=== Section Start ===

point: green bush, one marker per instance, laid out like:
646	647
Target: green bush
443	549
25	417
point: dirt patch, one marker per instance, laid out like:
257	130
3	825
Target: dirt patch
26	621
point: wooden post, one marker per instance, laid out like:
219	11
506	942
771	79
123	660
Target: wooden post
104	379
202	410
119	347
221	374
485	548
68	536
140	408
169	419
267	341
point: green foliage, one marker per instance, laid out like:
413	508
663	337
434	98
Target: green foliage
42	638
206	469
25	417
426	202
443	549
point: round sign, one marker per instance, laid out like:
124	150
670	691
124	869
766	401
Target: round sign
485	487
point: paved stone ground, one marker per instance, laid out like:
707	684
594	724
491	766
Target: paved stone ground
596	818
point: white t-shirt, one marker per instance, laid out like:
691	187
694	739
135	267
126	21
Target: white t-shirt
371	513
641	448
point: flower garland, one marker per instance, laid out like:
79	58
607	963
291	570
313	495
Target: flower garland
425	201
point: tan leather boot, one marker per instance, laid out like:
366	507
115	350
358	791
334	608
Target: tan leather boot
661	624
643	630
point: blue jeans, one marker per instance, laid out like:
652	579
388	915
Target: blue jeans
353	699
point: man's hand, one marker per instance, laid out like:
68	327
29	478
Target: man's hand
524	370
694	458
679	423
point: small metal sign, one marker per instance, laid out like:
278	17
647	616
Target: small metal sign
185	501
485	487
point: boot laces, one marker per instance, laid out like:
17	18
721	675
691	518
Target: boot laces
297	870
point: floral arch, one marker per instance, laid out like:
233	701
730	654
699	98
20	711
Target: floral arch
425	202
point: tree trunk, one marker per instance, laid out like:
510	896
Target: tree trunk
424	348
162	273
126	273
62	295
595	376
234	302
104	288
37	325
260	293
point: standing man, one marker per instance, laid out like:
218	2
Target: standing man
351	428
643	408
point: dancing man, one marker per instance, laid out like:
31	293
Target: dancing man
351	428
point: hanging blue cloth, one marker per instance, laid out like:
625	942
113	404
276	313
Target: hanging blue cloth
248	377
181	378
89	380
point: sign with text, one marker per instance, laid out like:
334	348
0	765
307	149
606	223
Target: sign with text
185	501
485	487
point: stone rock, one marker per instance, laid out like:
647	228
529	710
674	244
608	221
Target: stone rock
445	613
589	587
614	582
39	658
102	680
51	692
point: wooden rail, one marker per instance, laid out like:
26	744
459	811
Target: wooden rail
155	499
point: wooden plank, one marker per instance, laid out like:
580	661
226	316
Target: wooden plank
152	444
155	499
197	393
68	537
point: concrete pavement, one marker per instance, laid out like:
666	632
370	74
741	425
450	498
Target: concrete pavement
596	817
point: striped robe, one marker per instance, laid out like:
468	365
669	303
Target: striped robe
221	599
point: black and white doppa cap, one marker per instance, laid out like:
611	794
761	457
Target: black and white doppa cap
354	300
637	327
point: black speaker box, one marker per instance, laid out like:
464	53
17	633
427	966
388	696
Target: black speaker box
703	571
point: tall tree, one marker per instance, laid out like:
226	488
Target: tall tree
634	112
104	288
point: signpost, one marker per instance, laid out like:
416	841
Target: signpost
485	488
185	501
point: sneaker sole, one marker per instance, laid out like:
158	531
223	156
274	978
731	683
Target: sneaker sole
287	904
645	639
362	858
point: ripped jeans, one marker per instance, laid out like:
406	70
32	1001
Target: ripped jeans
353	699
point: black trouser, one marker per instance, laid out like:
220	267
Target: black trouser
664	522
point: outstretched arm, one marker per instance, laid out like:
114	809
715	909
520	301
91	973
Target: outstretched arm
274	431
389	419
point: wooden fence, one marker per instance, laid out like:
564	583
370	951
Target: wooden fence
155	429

=== Section End ===

## THE PROBLEM
Your response needs to restate the lines above exactly.

## EXERCISE RESULT
point: green bush, one marker per instance, laid out like:
646	647
Target: green bush
443	549
25	417
point: dirt patch, one marker per instance, laid out like:
257	130
3	825
Target: dirt patch
26	621
point: wooden post, one marker per instance, laid out like:
219	11
506	942
771	79
123	660
Target: wooden post
104	379
202	410
119	347
221	374
485	548
68	536
140	408
169	419
267	341
point: green foliage, one marker per instance, laid out like:
413	508
663	337
434	98
Target: green foliage
42	638
206	469
25	417
426	202
443	549
point: round sign, one marker per instance, laid out like:
124	150
670	691
124	869
766	401
Target: round sign
485	487
point: paved stone ground, one marker per instance, laid out like:
707	684
594	724
491	766
Target: paved stone ground
596	818
point: white t-shirt, one marker per instance, laid out like:
691	187
694	739
135	267
126	21
Target: white t-shirt
371	513
641	448
point: flower garland, one marker per instance, laid out like:
79	58
607	963
291	570
313	495
Target: flower garland
425	201
point: tan leather boot, one marker per instance, laid out like:
366	507
115	350
358	791
334	608
Target: tan leather boot
661	624
643	630
point: blue jeans, one marker per instance, laid out like:
652	579
388	915
Target: blue jeans
353	699
point: man's hand, one marker per instance, laid out like:
68	327
29	478
Target: man's hand
524	370
694	458
679	423
point: small metal sign, one marker per instance, laid out like:
278	17
647	616
Target: small metal sign
185	501
485	487
point: boot laces, one marker per instance, laid out like:
17	18
721	675
691	518
Target: boot laces
297	870
point: floral arch, one marker per instance, laid out like:
233	701
730	654
699	98
20	711
Target: floral arch
425	202
point: tree trunk, one marker per instance, laid out like:
510	896
Target: tree trunk
424	348
162	273
126	273
62	295
595	376
234	302
104	288
37	325
260	293
point: standing man, one marker per instance, laid out like:
218	2
Target: standing man
351	428
643	408
point: dancing man, one marker per instance, laid out like:
31	293
Target: dancing man
351	428
point: hanging blue cloth, one marker per instance, laid out like:
625	942
113	404
276	313
Target: hanging blue cloth
248	377
181	378
89	380
point: sign with text, one marker per instance, laid out like:
334	348
0	765
307	149
606	223
Target: sign with text
185	501
485	487
point: stone rock, one marker per instance, laid out like:
647	228
529	710
674	244
608	221
Target: stone rock
445	613
589	587
614	582
39	658
102	680
51	692
point: wooden rail, one marker per instance, laid out like:
26	744
459	811
Target: wooden rail
155	499
point: wooden plank, one marker per instance, laid out like:
580	661
226	316
Target: wooden plank
152	444
155	499
197	393
68	537
point: concrete pavement, one marker per instance, laid out like:
666	632
370	74
741	425
450	498
Target: concrete pavement
596	817
point: striped robe, one marker per instance, laid out like:
468	365
669	303
Target: striped robe
221	599
point: black and white doppa cap, one marker per instance, laid out like:
611	794
761	457
Target: black and white doppa cap
354	300
637	327
point: black speaker box, one marker per instance, laid out like:
464	53
17	633
427	966
388	696
Target: black speaker box
703	571
point: tall tree, one marker per instance, laid out like:
226	488
Target: tall tree
634	112
104	288
point: signpost, one marker per instance, laid out like:
416	841
Target: signpost
485	488
185	501
point: sneaker sole, one marker per instance, laid out like:
158	531
223	156
274	978
731	683
Target: sneaker sole
287	904
645	639
362	858
point: ripped jeans, one marker per instance, laid out like:
406	70
32	1001
Target: ripped jeans
353	699
point: black trouser, one marker per instance, laid out like:
220	267
Target: black trouser
664	522
point: outstretched arm, one marker per instance, laid out like:
114	809
715	909
520	301
91	973
Target: outstretched arm
274	431
389	419
point: wooden fence, one marker per instance, laid out like:
564	583
370	951
Target: wooden fence
155	429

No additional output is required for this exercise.